**The problem:** Rewrite every entry below, putting "field survey" wherever "field scouting" appears and changing nothing else.

********

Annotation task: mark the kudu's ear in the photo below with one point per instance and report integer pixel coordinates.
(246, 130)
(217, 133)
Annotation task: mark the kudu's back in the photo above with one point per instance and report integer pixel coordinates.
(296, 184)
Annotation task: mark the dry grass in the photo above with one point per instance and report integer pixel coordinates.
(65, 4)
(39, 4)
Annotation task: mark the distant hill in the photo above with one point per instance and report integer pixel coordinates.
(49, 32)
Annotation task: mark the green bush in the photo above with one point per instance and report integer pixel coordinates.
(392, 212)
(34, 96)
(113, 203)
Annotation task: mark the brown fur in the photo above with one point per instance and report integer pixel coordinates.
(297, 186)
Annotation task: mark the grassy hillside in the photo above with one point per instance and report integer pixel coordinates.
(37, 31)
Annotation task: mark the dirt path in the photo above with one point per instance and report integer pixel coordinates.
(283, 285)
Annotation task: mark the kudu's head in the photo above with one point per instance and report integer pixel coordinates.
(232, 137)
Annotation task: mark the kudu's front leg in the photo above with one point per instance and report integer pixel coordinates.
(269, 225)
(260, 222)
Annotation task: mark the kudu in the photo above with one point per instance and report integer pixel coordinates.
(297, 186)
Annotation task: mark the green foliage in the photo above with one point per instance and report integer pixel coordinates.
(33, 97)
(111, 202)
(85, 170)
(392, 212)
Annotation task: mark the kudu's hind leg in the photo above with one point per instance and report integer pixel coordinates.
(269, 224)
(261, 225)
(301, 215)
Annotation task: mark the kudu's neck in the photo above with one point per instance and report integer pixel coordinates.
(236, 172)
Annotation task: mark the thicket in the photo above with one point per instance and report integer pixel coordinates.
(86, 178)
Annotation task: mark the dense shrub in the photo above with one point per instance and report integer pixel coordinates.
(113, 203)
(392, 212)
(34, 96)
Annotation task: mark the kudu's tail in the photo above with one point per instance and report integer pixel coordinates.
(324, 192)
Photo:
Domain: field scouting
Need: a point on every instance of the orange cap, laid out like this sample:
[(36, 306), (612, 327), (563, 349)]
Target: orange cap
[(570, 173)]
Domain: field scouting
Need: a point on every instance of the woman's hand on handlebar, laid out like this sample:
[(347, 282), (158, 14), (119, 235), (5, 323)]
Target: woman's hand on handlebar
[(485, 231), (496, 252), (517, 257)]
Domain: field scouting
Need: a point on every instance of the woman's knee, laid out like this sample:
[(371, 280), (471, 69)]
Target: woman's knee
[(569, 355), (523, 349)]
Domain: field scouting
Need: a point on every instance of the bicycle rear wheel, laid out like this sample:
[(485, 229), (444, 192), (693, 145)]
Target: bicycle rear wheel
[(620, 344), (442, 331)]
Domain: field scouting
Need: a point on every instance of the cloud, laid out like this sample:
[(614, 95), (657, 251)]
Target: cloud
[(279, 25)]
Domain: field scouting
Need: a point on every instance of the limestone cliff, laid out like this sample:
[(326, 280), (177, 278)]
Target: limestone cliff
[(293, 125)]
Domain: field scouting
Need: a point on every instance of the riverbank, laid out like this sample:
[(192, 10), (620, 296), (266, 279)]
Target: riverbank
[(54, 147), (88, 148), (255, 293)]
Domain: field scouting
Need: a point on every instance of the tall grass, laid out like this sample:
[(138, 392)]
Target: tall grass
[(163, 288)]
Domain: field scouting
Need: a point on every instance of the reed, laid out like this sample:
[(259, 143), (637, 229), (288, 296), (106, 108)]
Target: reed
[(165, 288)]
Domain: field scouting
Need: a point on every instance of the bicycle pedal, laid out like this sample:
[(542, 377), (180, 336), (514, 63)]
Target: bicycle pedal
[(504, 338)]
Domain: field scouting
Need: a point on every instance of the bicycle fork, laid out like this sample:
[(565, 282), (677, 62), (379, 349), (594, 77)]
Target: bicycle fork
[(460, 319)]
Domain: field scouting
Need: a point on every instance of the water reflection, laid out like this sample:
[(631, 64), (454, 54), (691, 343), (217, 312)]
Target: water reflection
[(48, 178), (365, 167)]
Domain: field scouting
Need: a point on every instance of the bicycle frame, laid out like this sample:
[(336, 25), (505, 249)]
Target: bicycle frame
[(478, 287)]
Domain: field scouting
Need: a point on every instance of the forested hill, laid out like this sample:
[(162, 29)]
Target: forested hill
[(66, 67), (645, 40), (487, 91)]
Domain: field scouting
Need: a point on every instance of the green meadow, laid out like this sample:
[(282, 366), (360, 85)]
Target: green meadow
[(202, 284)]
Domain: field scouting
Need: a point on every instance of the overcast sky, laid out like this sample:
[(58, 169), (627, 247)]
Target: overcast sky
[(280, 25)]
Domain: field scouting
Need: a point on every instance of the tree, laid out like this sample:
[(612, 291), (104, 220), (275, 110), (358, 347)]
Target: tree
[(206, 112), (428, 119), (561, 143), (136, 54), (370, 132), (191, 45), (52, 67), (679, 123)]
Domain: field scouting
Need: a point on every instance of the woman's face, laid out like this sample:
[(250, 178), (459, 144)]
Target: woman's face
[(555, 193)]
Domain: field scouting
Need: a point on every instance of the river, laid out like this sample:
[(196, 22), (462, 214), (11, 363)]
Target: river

********

**Exercise output:**
Annotation task: mark the kudu's ear in the photo below with one point per instance and report integer pixel coordinates.
(246, 130)
(217, 133)
Annotation task: mark the kudu's back in the photo above with one point per instance and report integer pixel coordinates.
(296, 184)
Annotation task: mark the dry grass in the photo above with one point per instance and report integer pixel coordinates.
(65, 4)
(39, 4)
Annotation task: mark the distant hill in the photo above with one point per instance and report integer pixel coordinates.
(49, 32)
Annotation task: mark the green bush in the photo above with one point per instance and report integer pixel coordinates.
(392, 212)
(34, 96)
(113, 203)
Annotation task: mark the brown fur in the photo above with one point per instance and report integer pixel coordinates.
(297, 186)
Annotation task: mark the grassy hillside in the photo above with one point per instance and report integer pixel coordinates.
(37, 31)
Annotation task: mark the dirt path in the photo above with one point per instance and report integer pixel coordinates.
(283, 285)
Annotation task: mark the kudu's head in the photo above with one point per instance and report integer pixel coordinates.
(232, 137)
Annotation task: mark the kudu's front leg in the photo above with one point per instance and report integer pixel coordinates.
(269, 225)
(260, 222)
Annotation task: mark the kudu in the photo above with one point per instance and report integer pixel coordinates.
(297, 186)
Annotation task: mark the green foliage in the photo above with one point per instance and report integer pixel coordinates.
(33, 97)
(111, 202)
(85, 170)
(392, 212)
Annotation task: mark the kudu's hind leg in the photo above with one point per instance and report integer pixel coordinates.
(269, 224)
(261, 225)
(301, 215)
Annotation task: mark the kudu's neck in the photo above with one point per instance and report integer pixel coordinates.
(236, 172)
Annotation task: mark the thicket in the photo above with one point per instance and report integer pixel coordinates.
(86, 178)
Annotation task: mark the dense shrub in the photo above with one point per instance and report integer pixel coordinates.
(113, 203)
(392, 212)
(34, 96)
Annotation task: mark the kudu's tail in the photo above with one point per instance and report integer pixel coordinates.
(324, 192)
Photo:
Domain: field survey
Need: a point on every instance of the orange cap, laid out like this sample:
[(36, 306), (612, 327), (563, 349)]
Target: orange cap
[(570, 173)]
Domain: field survey
Need: a point on every instance of the woman's hand on handlebar, laid out like this sample:
[(347, 282), (158, 14), (119, 235), (5, 323)]
Target: woman's hand on handlebar
[(485, 231), (496, 252), (517, 257)]
Domain: field survey
Need: a point on every instance of the woman's knee, laid out like this sample:
[(371, 280), (471, 69)]
Target: woman's knee
[(569, 355), (523, 349)]
Domain: field survey
Need: a point on every instance of the bicycle rear wheel, laid out like this sample:
[(485, 229), (444, 192), (693, 145)]
Target: bicycle rear wheel
[(620, 344), (442, 331)]
Domain: field survey
Need: a point on every instance of the cloud, laid out like this sample:
[(614, 95), (657, 251)]
Target: cloud
[(279, 25)]
Domain: field survey
Need: a point on every instance of the limestone cliff, laid out like this sample:
[(326, 280), (177, 278)]
Target: limestone cliff
[(293, 125)]
Domain: field survey
Need: a point on every instance of the riverbank, laid out like this sample:
[(192, 10), (620, 296), (266, 279)]
Target: riverbank
[(54, 147), (88, 148), (255, 293)]
Domain: field survey
Need: a point on every instance of the tall grass, laid out like this sample:
[(138, 392)]
Target: tall grass
[(163, 288)]
Domain: field survey
Need: a point on every instance of the reed, laid out like this sample:
[(259, 143), (637, 229), (288, 296), (106, 108)]
Target: reed
[(165, 288)]
Domain: field survey
Need: a point on every instance of the bicycle pedal, laid out like this sample:
[(542, 377), (180, 336), (514, 63)]
Target: bicycle pedal
[(504, 338)]
Domain: field survey
Need: a point on every instance of the bicycle fork, laid out like this sample:
[(565, 282), (677, 62), (379, 349), (594, 77)]
Target: bicycle fork
[(460, 319)]
Domain: field survey
Need: a point on every instance of the water reflection, laid out like this sample:
[(631, 64), (454, 54), (691, 343), (217, 312)]
Target: water reflection
[(48, 178), (365, 167)]
Domain: field survey
Need: a point on every instance of the bicycle frame, laid out like this sample:
[(336, 25), (505, 249)]
Target: bicycle frame
[(478, 287)]
Domain: field survey
Need: a point on every instance of the forested hill, laid out like this sample:
[(162, 29)]
Target: forested hill
[(66, 67), (645, 40), (487, 91)]
Domain: field survey
Need: a point on every instance of the green meadow, laid out like this sample:
[(282, 366), (360, 85)]
Target: green meadow
[(202, 284)]
Domain: field survey
Need: a point on every instance of the overcast sky, laid out like this sample:
[(58, 169), (627, 247)]
Target: overcast sky
[(280, 25)]
Domain: field survey
Need: a point on every instance of the tree, laid out like this sample:
[(612, 291), (104, 220), (275, 110), (358, 347)]
Target: tree
[(206, 112), (428, 119), (561, 143), (136, 54), (370, 132), (191, 45), (52, 67), (679, 123)]
Domain: field survey
Need: a point on every instance of the woman's face, laid out like this sample:
[(250, 178), (459, 144)]
Target: woman's face
[(555, 193)]
Domain: field survey
Need: a point on every instance of the river, laid out like this sample:
[(196, 22), (462, 214), (11, 363)]
Target: river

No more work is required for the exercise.